WORK REQUIRED - When you reach the records, transcribe each one exactly.
##### GIVEN RECORDS #####
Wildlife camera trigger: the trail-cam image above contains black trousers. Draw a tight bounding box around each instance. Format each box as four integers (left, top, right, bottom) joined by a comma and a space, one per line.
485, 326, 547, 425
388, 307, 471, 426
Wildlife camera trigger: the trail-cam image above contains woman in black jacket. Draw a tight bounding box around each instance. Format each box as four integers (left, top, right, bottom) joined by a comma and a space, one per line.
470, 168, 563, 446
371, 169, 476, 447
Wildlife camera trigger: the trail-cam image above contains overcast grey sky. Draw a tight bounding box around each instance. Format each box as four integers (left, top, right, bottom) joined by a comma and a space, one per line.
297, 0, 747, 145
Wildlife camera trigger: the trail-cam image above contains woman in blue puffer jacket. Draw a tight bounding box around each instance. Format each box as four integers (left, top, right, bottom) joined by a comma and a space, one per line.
#####
THE COMPLETED TASK -
Wildlife camera trigger: the trail-cam image above contains black trousers. Draw a tight bounding box around each instance. Format each box as four integers (left, top, right, bottom) joined by a comma and a space, one per line.
485, 326, 547, 425
388, 307, 471, 426
Wildlife camera trigger: the trail-cam image above contains woman in black jacket. Draw a tight bounding box around each instance. Format each box as four integers (left, top, right, bottom) joined by a comma and a space, one per line.
470, 168, 563, 446
371, 169, 476, 447
Wildlife camera trigger: the trail-cam image above contains overcast grey sky. Draw a tight bounding box around each instance. Format each box as four integers (left, top, right, bottom) joined by a comma and a space, one per line.
297, 0, 747, 145
Wildlife camera trigger: the trail-cam image above contains woman in blue puffer jacket. Draw a tight bounding box around each instance. Format each box as four integers (left, top, right, bottom) joined by a comma and a space, one per line.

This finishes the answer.